▸ **REQUEST**
Look below for the line with "Please locate the bronze", and from there restate every line word for word until the entries end.
--- Start of DATA LINES ---
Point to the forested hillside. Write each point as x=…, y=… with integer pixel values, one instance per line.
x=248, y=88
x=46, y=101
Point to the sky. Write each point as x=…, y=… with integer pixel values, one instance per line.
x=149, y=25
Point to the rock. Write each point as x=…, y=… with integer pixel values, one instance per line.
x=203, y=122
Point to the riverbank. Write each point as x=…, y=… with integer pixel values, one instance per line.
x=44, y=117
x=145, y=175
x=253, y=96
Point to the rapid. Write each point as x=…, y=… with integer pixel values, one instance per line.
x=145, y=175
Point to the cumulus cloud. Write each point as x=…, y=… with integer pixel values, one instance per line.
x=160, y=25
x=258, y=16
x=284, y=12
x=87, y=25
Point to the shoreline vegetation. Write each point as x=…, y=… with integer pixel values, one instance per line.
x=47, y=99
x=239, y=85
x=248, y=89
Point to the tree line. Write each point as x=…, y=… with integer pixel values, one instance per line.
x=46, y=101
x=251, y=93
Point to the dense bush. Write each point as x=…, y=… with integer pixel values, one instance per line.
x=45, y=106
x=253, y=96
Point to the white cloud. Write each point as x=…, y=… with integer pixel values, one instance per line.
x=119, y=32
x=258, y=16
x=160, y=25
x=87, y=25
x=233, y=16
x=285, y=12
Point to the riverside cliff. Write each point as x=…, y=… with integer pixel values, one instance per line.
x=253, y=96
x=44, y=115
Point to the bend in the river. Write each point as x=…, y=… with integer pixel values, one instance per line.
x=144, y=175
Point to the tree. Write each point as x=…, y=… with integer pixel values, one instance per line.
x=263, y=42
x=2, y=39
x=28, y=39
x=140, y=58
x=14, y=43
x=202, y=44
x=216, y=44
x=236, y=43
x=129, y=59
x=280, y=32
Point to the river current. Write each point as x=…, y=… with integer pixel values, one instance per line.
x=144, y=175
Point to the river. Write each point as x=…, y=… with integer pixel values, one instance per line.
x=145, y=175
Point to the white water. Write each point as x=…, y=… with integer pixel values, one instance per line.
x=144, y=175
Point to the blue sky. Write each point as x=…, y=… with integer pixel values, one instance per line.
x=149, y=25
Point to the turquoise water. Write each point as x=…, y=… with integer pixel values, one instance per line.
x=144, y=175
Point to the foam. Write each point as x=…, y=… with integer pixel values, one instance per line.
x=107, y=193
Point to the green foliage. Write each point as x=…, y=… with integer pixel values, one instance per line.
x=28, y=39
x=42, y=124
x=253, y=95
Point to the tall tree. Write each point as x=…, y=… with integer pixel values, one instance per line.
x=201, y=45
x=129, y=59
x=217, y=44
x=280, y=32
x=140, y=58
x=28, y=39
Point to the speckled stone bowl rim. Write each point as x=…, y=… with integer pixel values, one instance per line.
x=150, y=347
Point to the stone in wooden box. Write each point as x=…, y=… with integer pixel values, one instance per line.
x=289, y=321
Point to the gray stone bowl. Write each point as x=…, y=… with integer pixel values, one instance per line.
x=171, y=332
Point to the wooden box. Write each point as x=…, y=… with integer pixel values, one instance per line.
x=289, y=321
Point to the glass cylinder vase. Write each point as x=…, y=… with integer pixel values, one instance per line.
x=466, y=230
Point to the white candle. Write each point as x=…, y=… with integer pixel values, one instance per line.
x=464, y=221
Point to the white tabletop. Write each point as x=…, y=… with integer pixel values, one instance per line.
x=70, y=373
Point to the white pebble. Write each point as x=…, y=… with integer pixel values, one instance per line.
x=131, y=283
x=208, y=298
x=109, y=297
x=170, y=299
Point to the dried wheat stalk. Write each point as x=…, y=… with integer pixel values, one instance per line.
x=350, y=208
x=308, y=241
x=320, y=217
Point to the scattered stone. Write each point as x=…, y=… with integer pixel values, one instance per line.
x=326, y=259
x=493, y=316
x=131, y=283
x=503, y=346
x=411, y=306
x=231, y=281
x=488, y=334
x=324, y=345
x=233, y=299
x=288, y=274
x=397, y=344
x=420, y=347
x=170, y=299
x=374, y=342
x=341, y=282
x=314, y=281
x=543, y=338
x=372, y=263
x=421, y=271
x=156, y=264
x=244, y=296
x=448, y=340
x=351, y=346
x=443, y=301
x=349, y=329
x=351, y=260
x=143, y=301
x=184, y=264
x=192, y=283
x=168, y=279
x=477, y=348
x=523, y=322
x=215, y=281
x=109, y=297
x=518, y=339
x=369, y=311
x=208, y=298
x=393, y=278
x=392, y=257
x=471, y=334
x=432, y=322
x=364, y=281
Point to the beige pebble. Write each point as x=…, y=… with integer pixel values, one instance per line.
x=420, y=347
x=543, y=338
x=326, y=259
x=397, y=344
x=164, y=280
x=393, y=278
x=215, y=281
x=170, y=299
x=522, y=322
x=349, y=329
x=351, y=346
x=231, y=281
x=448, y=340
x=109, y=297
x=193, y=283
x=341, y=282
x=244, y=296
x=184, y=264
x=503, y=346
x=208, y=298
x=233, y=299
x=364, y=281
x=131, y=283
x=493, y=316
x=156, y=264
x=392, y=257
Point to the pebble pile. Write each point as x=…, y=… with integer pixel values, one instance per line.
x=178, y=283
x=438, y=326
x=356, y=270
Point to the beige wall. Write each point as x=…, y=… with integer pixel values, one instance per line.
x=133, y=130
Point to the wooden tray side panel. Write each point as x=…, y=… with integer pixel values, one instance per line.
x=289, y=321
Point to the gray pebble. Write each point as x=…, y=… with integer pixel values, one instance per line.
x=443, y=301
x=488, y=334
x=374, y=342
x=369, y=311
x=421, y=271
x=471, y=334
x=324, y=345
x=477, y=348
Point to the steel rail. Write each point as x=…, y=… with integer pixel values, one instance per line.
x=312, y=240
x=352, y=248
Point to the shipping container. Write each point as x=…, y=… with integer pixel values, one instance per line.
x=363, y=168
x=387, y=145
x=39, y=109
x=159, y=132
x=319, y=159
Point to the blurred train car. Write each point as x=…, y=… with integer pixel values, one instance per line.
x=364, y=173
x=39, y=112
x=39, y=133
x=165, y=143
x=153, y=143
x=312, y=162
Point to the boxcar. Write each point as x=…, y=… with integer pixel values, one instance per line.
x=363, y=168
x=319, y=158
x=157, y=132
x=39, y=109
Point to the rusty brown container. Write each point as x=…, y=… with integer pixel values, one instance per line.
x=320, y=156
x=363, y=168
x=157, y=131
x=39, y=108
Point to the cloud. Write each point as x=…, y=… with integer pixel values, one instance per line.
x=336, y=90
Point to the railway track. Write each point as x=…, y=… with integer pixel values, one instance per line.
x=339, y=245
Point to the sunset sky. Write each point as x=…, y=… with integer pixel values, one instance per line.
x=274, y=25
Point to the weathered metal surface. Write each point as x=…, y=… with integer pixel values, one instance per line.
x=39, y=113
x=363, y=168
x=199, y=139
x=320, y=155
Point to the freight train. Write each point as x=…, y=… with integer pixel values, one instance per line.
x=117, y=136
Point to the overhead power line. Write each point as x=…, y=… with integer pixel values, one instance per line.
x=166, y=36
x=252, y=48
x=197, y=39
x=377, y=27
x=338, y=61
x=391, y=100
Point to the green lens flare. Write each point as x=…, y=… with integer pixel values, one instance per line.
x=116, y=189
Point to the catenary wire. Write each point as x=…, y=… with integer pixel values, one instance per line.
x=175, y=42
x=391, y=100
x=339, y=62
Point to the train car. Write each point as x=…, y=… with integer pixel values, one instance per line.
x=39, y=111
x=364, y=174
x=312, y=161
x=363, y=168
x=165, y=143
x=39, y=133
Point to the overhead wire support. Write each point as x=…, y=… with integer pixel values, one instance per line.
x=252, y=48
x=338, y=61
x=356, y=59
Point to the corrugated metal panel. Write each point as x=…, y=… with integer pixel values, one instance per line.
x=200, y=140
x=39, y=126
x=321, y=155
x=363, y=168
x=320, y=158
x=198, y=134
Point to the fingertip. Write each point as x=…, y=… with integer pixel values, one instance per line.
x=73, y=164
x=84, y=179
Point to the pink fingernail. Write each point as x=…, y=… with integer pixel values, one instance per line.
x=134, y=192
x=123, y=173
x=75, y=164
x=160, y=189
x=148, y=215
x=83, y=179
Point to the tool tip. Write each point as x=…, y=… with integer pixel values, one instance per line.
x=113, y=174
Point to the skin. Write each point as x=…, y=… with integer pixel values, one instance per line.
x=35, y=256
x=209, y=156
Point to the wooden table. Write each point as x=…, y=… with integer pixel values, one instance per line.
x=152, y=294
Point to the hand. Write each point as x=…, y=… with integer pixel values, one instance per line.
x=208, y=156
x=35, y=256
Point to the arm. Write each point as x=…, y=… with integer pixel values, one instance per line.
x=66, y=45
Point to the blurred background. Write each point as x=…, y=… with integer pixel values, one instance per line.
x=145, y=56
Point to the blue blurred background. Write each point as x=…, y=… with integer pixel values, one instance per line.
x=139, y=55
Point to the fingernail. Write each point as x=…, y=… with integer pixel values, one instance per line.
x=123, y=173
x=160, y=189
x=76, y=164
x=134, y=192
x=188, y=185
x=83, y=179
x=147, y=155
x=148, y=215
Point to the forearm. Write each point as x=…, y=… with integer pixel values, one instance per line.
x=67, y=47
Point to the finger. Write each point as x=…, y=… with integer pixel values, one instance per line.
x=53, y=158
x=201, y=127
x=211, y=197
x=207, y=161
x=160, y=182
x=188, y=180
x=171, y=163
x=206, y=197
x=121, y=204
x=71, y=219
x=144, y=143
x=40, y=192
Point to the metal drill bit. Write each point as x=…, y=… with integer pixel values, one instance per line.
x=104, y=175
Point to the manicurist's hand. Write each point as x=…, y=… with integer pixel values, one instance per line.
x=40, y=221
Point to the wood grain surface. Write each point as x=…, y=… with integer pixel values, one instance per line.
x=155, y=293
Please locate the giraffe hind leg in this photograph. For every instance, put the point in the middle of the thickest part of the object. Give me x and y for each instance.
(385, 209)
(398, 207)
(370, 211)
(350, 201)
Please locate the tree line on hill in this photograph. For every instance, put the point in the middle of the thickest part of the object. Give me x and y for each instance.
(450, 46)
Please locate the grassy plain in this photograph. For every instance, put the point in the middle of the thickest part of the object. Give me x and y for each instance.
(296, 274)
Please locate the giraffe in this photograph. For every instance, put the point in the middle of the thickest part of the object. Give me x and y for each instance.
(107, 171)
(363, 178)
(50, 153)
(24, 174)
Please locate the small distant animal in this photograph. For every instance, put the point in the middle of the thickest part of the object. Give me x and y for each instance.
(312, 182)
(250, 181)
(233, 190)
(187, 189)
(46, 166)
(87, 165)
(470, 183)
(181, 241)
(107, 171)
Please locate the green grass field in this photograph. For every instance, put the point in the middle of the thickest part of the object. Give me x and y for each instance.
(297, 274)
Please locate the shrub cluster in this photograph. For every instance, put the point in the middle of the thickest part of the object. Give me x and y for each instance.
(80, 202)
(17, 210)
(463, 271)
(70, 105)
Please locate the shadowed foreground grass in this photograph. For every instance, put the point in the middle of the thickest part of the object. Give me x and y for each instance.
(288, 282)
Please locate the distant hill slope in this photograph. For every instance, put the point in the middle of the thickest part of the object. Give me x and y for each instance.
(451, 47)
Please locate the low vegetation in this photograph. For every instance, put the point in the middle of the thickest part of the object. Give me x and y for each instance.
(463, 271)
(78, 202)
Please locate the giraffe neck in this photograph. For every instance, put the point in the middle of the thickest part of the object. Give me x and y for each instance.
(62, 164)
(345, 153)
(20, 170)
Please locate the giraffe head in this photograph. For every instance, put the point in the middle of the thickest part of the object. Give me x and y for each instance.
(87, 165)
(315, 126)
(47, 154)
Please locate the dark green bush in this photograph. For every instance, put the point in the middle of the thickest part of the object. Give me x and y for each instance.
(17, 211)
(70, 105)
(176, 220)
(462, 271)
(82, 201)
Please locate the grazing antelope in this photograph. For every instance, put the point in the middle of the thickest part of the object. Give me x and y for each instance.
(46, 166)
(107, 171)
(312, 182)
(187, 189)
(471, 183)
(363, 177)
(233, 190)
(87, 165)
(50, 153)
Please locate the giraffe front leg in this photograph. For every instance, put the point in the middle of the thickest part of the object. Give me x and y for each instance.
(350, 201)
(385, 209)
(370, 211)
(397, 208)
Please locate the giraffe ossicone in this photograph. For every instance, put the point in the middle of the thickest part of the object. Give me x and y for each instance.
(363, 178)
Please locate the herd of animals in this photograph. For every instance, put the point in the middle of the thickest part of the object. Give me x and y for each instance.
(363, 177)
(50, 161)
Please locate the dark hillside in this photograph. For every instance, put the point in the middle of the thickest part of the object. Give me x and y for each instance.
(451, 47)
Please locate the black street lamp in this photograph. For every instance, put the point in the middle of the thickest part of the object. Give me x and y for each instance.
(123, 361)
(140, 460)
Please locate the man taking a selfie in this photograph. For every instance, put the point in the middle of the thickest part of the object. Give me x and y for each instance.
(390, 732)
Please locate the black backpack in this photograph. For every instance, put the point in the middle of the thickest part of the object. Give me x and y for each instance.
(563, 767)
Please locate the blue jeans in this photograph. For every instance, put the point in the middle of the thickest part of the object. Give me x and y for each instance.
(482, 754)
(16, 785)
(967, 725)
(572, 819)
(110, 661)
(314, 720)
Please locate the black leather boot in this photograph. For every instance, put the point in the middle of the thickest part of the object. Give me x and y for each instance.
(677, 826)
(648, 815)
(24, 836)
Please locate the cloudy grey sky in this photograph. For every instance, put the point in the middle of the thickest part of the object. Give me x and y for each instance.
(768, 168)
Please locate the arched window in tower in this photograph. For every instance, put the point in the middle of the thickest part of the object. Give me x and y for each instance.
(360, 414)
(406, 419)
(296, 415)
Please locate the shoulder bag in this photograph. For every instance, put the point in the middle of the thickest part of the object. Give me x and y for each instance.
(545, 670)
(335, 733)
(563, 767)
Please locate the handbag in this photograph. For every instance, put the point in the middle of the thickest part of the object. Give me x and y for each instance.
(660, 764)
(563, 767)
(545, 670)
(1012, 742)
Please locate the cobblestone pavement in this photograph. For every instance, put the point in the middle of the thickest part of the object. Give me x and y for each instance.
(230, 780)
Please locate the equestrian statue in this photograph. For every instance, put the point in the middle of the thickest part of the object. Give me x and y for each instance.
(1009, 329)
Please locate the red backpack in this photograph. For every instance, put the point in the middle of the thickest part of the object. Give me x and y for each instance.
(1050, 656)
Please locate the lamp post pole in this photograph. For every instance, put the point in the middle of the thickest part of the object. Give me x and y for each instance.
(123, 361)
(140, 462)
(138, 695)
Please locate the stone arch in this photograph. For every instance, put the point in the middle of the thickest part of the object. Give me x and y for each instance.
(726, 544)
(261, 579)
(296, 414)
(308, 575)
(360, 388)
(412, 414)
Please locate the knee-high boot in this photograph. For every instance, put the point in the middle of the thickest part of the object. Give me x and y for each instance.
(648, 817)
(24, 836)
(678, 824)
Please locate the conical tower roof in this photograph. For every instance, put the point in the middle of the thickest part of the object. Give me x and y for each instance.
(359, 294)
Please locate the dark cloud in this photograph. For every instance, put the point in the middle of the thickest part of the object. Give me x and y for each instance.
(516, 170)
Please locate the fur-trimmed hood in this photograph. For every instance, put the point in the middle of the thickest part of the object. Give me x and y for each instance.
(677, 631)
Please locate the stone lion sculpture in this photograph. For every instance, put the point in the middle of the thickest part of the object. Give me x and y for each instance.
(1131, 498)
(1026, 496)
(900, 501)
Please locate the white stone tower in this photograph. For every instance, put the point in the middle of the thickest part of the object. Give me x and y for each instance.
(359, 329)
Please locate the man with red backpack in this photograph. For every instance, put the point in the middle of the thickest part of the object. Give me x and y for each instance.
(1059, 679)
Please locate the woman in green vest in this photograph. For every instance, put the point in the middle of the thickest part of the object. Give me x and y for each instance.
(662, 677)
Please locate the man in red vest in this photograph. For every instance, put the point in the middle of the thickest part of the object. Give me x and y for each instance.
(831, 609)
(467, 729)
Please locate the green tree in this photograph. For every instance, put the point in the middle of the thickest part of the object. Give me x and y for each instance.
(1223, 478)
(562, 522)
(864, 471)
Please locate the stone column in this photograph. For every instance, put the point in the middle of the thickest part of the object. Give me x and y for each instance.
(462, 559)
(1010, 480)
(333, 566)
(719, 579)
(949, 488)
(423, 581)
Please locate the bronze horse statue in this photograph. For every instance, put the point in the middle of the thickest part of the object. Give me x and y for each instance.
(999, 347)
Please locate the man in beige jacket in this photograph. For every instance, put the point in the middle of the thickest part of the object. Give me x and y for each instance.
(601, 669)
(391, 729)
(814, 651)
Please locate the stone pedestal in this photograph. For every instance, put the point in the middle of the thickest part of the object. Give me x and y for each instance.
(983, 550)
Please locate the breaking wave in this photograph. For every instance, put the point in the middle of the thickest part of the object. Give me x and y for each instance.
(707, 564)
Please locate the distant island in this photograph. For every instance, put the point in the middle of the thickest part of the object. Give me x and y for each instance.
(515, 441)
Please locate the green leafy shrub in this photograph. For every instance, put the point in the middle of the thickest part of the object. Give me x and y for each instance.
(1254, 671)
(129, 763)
--- End of DATA LINES ---
▸ **EXPECTED ANSWER**
Please locate the bronze horse statue in this photograph. For every instance, put the point in the middle of the thickest part of the object. Give me x and y for each instance.
(999, 347)
Please locate the man in beige jacket in this photograph. For every instance, put the point in the middle of the thickest part of the object. Give me x and y for each instance.
(601, 669)
(391, 729)
(814, 651)
Please locate the stone pedestal in this photograph. For every instance, put the point in the middle of the thickest part of the object. Give me x and y for each instance.
(983, 550)
Please locate the breaking wave in this photograph. For every instance, put the point in the middle of the thickest part of the object. Give me x and y for each instance.
(707, 564)
Please locate the distant island in this photograph. For every instance, put the point in the middle of the thickest part of the object. Give me x and y for each instance.
(515, 441)
Please locate the green leafy shrub in this photograph. For every instance, put the point in the middle of the thickest part of the object. Give me x and y for each instance.
(1254, 671)
(129, 763)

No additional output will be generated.